[<prev] [next>] [<thread-prev] [thread-next>] [day] [month] [year] [list]
Message-ID: <20230721063513.33431-4-tanmay@marvell.com>
Date: Fri, 21 Jul 2023 02:35:12 -0400
From: Tanmay Jagdale <tanmay@...vell.com>
To: <will@...nel.org>, <robin.murphy@....com>, <joro@...tes.org>,
<baolu.lu@...ux.intel.com>, <thunder.leizhen@...wei.com>
CC: <linux-arm-kernel@...ts.infradead.org>, <iommu@...ts.linux.dev>,
<linux-kernel@...r.kernel.org>, <gcherian@...vell.com>,
<sgoutham@...vell.com>, <lcherian@...vell.com>,
<bbhushan2@...vell.com>
Subject: [RESEND PATCH 3/4] iommu/arm-smmu-v3: Add arm_smmu_ecmdq_issue_cmdlist() for non-shared ECMDQ
From: Zhen Lei <thunder.leizhen@...wei.com>
When a core can exclusively own an ECMDQ, competition with other cores
does not need to be considered during command insertion. Therefore, we can
delete the part of arm_smmu_cmdq_issue_cmdlist() that deals with
multi-core contention and generate a more efficient ECMDQ-specific
function arm_smmu_ecmdq_issue_cmdlist().
Signed-off-by: Zhen Lei <thunder.leizhen@...wei.com>
---
drivers/iommu/arm/arm-smmu-v3/arm-smmu-v3.c | 85 +++++++++++++++++++++
drivers/iommu/arm/arm-smmu-v3/arm-smmu-v3.h | 1 +
2 files changed, 86 insertions(+)

(Box-labeled dataset extracts)
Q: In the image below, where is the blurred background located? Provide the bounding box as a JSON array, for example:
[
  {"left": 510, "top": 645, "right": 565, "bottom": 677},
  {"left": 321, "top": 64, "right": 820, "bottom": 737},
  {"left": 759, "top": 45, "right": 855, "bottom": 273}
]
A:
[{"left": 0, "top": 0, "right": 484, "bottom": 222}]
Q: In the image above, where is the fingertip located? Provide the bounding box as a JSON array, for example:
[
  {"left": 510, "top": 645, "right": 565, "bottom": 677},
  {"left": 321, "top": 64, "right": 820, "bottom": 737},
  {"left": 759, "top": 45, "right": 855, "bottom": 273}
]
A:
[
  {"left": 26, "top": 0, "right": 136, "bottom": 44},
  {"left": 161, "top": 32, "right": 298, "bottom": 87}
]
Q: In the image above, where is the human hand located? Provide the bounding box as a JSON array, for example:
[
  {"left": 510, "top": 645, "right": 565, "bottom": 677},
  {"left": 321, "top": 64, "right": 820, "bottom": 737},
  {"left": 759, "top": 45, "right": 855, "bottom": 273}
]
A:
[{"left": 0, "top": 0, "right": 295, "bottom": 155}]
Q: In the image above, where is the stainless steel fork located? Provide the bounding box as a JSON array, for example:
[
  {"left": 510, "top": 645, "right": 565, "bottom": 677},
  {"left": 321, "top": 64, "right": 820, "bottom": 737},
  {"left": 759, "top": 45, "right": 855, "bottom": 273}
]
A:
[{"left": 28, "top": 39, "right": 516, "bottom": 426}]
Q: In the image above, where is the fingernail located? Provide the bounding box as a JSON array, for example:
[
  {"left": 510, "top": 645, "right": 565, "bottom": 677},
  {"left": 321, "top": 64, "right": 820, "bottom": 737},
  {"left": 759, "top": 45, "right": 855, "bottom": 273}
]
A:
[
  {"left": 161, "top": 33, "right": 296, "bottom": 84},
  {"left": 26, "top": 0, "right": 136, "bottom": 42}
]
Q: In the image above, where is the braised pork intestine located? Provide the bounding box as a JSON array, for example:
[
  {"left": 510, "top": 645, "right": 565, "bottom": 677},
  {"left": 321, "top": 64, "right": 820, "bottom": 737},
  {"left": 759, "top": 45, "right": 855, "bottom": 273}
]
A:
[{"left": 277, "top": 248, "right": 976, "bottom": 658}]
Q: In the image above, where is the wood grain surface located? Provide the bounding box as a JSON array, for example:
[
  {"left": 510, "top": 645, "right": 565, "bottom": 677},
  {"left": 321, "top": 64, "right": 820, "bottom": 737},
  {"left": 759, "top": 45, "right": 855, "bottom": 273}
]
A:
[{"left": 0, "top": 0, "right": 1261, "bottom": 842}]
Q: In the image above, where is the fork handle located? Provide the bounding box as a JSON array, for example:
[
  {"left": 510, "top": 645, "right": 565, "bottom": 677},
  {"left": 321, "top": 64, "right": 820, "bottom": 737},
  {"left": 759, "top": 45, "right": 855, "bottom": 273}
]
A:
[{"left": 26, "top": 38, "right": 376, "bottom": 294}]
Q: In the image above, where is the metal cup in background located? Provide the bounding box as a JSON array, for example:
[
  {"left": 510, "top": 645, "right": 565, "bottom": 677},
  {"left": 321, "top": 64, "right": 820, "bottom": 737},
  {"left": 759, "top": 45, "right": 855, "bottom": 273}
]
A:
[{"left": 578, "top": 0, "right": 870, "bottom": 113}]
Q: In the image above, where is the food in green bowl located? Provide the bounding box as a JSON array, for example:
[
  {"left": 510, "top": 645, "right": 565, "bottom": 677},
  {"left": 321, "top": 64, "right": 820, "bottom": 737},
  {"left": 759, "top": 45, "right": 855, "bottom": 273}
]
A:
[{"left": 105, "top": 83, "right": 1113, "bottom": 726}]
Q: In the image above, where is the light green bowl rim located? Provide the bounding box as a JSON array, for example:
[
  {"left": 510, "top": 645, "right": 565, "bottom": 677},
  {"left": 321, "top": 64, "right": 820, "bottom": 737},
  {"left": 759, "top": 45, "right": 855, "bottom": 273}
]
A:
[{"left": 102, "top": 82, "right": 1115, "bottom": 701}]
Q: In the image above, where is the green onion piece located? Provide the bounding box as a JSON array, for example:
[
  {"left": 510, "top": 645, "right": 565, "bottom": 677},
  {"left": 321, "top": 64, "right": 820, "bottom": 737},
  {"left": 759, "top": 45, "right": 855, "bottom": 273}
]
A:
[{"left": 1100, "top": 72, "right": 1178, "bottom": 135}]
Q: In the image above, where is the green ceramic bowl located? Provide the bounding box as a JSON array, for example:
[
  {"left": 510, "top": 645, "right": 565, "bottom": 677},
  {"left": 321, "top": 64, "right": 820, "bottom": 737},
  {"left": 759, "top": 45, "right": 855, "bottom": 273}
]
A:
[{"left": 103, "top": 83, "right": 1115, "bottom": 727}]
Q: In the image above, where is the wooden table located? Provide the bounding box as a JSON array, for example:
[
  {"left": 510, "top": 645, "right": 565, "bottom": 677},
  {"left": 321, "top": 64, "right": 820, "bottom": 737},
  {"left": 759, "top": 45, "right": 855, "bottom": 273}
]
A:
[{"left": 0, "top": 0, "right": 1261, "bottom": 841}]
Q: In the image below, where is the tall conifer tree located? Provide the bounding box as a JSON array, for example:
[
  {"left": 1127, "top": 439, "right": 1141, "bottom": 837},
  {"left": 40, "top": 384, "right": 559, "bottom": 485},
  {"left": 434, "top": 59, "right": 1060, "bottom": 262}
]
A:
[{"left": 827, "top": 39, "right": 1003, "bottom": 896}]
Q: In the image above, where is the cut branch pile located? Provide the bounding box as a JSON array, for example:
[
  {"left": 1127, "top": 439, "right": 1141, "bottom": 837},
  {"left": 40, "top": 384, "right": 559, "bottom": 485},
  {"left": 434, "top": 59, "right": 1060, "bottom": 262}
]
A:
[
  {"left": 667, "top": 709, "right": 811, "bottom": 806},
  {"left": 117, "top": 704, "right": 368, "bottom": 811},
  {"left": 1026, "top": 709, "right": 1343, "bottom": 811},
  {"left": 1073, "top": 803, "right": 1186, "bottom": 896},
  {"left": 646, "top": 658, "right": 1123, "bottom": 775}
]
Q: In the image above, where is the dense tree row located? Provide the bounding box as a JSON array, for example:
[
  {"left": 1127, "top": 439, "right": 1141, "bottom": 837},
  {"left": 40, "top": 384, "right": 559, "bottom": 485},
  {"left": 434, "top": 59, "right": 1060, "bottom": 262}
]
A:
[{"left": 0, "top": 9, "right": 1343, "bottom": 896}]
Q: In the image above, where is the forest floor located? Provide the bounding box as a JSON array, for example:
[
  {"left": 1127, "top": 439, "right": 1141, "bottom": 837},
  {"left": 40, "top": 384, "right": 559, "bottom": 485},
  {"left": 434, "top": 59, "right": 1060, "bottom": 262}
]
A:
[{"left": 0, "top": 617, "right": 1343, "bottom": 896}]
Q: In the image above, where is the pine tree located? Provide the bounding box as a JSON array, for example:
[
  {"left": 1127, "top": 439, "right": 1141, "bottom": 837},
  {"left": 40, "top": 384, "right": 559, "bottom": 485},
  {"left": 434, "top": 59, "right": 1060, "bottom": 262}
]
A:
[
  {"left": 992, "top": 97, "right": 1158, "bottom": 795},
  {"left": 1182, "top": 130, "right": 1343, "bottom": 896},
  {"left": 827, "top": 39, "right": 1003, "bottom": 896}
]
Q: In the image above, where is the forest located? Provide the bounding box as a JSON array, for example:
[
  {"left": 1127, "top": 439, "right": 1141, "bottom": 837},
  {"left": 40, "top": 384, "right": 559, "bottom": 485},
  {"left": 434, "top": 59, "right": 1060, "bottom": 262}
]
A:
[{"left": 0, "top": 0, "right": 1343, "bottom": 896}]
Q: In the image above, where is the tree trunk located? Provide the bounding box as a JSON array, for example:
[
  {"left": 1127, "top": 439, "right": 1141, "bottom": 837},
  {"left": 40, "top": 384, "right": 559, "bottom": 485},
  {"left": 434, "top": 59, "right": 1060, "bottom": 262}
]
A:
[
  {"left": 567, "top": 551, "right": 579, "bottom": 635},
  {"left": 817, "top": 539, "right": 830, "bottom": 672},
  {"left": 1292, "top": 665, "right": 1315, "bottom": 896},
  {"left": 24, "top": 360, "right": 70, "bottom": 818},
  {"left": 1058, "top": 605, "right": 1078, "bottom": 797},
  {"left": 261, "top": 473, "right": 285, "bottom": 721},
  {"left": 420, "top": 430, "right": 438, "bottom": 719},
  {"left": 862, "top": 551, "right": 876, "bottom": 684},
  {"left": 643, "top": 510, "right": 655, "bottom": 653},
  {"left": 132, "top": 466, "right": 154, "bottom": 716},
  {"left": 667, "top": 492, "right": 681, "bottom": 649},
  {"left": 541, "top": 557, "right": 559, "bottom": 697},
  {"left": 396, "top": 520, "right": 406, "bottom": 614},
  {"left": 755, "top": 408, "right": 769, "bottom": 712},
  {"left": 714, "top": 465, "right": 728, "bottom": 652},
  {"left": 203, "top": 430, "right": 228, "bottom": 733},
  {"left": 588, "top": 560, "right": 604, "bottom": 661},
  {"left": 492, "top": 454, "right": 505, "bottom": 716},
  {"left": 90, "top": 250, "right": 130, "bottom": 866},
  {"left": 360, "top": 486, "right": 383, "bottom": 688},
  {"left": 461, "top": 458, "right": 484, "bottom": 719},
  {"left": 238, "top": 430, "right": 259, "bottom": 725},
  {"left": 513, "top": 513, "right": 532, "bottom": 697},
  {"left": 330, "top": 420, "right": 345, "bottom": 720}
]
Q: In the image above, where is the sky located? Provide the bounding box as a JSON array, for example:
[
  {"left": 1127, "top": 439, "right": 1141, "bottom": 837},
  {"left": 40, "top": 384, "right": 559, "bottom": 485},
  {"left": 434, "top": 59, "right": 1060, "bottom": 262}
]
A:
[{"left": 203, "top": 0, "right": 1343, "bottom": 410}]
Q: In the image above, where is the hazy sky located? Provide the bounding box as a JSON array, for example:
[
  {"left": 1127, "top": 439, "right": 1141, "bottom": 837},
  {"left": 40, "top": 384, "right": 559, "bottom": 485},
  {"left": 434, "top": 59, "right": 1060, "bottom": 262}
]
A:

■ **Tasks for this exercise**:
• a. Using the patch message, decide whether each statement agrees with it. Answer yes or no for each, and quote the words from the patch message that settle it. (i) The patch adds a function named arm_smmu_ecmdq_issue_cmdlist(). (ii) The patch changes three files. (iii) When a core exclusively owns an ECMDQ, competition with other cores still has to be considered during command insertion.
• b. Resume the patch message from the point where it stops.

■ **Task answers**:
• a.
(i) Yes: "generate a more efficient ECMDQ-specific
function arm_smmu_ecmdq_issue_cmdlist()"
(ii) No: "2 files changed, 86 insertions(+)"
(iii) No: "competition with other cores
does not need to be considered during command insertion"

• b.
diff --git a/drivers/iommu/arm/arm-smmu-v3/arm-smmu-v3.c b/drivers/iommu/arm/arm-smmu-v3/arm-smmu-v3.c
index 1b3b37a1972e..dc3ff4796aaf 100644
--- a/drivers/iommu/arm/arm-smmu-v3/arm-smmu-v3.c
+++ b/drivers/iommu/arm/arm-smmu-v3/arm-smmu-v3.c
@@ -777,6 +777,87 @@ static void arm_smmu_cmdq_write_entries(struct arm_smmu_cmdq *cmdq, u64 *cmds,
}
}
+/*
+ * The function is used when the current core exclusively occupies an ECMDQ.
+ * This is a reduced version of arm_smmu_cmdq_issue_cmdlist(), which eliminates
+ * a lot of unnecessary inter-core competition considerations.
+ */
+static int arm_smmu_ecmdq_issue_cmdlist(struct arm_smmu_device *smmu,
+ struct arm_smmu_cmdq *cmdq,
+ u64 *cmds, int n, bool sync)
+{
+ u32 prod;
+ unsigned long flags;
+ struct arm_smmu_ll_queue llq = {
+ .max_n_shift = cmdq->q.llq.max_n_shift,
+ }, head;
+ int ret = 0;
+
+ /* 1. Allocate some space in the queue */
+ local_irq_save(flags);
+ llq.val = READ_ONCE(cmdq->q.llq.val);
+ do {
+ u64 old;
+
+ while (!queue_has_space(&llq, n + sync)) {
+ local_irq_restore(flags);
+ if (arm_smmu_cmdq_poll_until_not_full(smmu, &llq))
+ dev_err_ratelimited(smmu->dev, "ECMDQ timeout\n");
+ local_irq_save(flags);
+ }
+
+ head.cons = llq.cons;
+ head.prod = queue_inc_prod_n(&llq, n + sync);
+
+ old = cmpxchg_relaxed(&cmdq->q.llq.val, llq.val, head.val);
+ if (old == llq.val)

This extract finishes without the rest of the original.